[Rows from a pointing dataset]
<<<<

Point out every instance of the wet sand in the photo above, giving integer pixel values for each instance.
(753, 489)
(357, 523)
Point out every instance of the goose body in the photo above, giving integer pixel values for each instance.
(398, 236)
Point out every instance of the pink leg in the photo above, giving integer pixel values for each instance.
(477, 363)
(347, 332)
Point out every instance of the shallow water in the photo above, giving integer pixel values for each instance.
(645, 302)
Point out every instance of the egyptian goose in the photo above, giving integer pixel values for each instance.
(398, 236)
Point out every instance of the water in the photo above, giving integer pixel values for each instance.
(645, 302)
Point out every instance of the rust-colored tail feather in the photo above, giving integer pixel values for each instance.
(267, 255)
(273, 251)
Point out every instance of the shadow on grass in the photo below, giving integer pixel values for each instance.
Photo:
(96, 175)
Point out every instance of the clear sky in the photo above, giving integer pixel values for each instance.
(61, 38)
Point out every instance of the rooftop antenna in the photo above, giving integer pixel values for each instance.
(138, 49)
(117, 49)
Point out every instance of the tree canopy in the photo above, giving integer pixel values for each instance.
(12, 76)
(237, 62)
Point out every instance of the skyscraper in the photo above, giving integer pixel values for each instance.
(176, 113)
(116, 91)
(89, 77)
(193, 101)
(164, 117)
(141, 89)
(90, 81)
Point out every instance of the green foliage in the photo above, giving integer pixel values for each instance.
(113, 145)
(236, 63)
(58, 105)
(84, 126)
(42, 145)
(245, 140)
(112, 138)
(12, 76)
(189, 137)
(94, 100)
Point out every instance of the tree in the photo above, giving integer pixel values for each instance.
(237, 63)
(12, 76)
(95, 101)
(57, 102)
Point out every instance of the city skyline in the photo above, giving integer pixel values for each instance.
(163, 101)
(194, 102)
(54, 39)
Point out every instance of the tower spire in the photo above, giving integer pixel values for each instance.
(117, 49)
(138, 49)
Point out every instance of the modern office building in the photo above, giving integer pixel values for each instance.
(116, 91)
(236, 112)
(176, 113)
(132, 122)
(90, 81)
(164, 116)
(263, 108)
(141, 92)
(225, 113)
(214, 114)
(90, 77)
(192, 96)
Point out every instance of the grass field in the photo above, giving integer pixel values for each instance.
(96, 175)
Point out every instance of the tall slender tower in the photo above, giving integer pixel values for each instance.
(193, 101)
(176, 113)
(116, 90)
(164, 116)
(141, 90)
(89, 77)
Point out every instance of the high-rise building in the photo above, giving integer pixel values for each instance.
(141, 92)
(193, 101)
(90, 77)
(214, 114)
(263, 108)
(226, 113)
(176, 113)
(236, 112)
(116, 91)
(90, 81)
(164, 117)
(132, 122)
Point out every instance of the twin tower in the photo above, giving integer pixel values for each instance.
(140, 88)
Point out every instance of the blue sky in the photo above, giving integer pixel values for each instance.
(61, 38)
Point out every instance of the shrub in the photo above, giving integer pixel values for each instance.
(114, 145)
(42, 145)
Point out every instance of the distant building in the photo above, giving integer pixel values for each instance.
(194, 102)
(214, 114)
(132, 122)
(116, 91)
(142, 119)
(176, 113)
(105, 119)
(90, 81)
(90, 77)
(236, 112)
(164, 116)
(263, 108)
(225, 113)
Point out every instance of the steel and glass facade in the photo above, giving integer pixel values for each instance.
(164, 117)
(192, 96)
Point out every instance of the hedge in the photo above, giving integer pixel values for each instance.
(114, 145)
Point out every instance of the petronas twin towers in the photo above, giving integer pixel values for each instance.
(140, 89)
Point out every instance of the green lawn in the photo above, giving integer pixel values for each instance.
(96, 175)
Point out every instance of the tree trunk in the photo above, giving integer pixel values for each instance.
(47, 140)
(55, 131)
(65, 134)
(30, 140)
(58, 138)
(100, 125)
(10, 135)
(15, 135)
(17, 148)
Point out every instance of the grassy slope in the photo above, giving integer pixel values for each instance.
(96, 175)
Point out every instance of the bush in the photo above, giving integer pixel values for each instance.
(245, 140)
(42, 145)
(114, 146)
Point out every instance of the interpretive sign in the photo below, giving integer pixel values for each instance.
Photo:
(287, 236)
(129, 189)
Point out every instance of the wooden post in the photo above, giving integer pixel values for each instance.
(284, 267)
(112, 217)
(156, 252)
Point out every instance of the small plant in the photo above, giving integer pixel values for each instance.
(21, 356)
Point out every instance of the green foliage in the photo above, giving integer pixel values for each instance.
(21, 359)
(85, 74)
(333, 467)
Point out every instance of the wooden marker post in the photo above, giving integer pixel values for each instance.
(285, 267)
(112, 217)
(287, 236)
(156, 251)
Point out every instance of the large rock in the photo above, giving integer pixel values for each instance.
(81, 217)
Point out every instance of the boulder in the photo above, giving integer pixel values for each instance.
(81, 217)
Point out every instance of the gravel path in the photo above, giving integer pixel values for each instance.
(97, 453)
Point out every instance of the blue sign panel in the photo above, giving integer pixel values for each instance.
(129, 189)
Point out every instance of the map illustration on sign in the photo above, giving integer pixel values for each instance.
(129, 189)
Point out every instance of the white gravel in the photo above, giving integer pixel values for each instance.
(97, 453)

>>>>
<<<<

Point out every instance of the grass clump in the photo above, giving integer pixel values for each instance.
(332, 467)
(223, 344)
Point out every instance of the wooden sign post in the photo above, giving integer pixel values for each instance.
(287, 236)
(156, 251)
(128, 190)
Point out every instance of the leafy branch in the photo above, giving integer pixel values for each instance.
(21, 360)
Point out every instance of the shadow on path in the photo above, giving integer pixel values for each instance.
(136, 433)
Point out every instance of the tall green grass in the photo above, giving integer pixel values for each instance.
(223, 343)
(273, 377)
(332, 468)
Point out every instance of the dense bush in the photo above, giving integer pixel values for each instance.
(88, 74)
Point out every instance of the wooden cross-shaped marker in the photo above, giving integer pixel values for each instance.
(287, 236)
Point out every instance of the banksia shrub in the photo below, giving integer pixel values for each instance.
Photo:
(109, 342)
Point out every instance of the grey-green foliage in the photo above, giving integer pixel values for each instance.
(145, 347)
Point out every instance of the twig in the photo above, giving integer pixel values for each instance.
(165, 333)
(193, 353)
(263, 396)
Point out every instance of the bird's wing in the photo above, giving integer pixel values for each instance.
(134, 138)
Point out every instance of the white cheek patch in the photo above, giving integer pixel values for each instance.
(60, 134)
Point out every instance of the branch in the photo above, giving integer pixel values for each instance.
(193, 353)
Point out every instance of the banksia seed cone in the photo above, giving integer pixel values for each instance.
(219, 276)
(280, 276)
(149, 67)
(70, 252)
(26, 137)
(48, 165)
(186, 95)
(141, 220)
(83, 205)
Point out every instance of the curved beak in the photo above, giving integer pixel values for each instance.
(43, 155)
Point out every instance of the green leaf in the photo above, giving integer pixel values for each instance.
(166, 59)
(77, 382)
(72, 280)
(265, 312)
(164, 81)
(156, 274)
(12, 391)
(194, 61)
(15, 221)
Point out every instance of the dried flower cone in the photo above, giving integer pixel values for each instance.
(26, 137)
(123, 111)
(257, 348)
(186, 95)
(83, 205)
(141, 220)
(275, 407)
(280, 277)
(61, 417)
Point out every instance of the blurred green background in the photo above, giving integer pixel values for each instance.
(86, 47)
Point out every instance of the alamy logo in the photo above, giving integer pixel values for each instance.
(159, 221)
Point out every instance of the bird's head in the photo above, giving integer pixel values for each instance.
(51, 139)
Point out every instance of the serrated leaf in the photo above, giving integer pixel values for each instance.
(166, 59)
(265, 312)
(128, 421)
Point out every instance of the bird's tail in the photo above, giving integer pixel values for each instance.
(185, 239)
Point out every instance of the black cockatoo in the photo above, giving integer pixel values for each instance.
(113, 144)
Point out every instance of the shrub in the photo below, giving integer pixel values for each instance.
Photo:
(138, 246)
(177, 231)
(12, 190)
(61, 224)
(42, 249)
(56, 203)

>>>>
<<<<

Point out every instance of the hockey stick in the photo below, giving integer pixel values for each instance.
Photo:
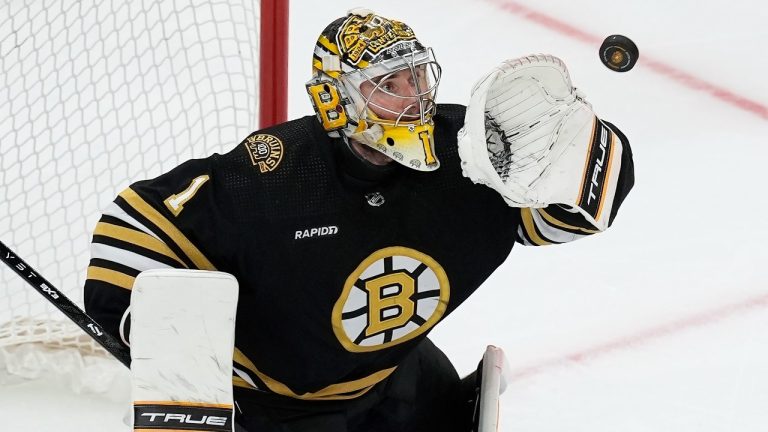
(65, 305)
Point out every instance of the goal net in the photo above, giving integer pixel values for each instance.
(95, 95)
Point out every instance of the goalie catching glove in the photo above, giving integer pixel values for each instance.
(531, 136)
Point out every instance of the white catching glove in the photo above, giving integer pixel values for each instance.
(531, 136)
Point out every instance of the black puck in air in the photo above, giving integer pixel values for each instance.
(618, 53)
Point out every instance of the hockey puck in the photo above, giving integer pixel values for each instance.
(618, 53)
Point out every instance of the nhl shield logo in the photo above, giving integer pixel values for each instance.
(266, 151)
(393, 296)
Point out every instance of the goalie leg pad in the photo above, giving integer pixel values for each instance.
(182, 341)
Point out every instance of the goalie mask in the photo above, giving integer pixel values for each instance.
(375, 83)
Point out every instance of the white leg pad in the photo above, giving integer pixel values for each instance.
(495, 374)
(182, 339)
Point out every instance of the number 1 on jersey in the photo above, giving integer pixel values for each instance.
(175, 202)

>>>>

» DIRECTIONS FOR THIS TASK:
Return each line of the data above that includes the word "tail".

» EXERCISE OUTPUT:
Point out every instance of the rust-colored tail feather in the photo above, giving integer pixel values for each instance.
Point out every instance of the bird's tail in the photo above, giving integer pixel values for each instance.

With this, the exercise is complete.